[Exercise] Format the listing below as a numbered list with one line per entry, skipping blank lines and leaving out the pictures.

[Available data]
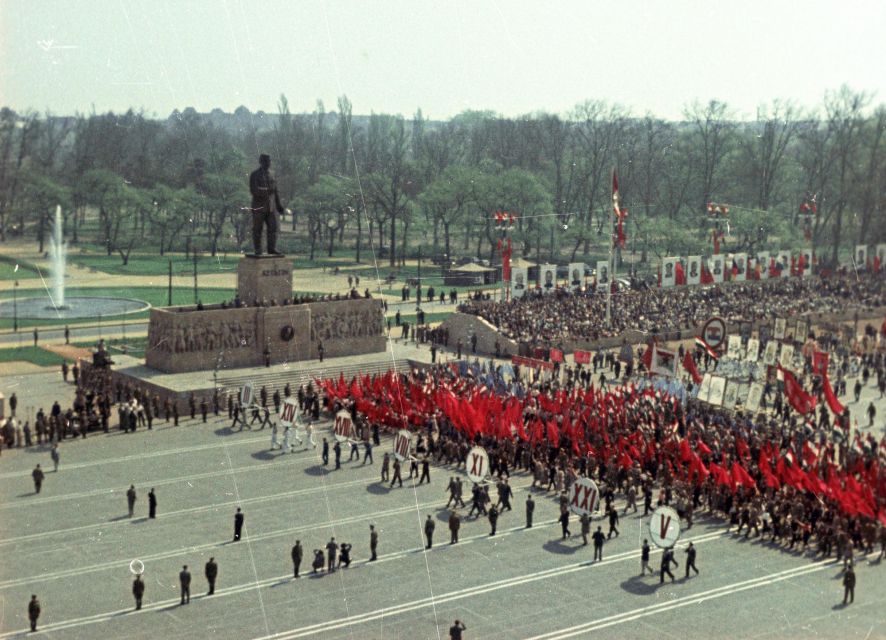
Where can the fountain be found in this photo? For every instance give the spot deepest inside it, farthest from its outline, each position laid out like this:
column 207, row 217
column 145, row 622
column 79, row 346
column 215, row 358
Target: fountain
column 59, row 253
column 55, row 305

[Output of the exercise]
1. Where can the fountain be found in this photo? For every instance give the spot deepest inside it, farthest from its outline, each position laid out like this:
2. column 207, row 217
3. column 145, row 622
4. column 79, row 346
5. column 215, row 358
6. Target: fountain
7. column 59, row 253
8. column 55, row 305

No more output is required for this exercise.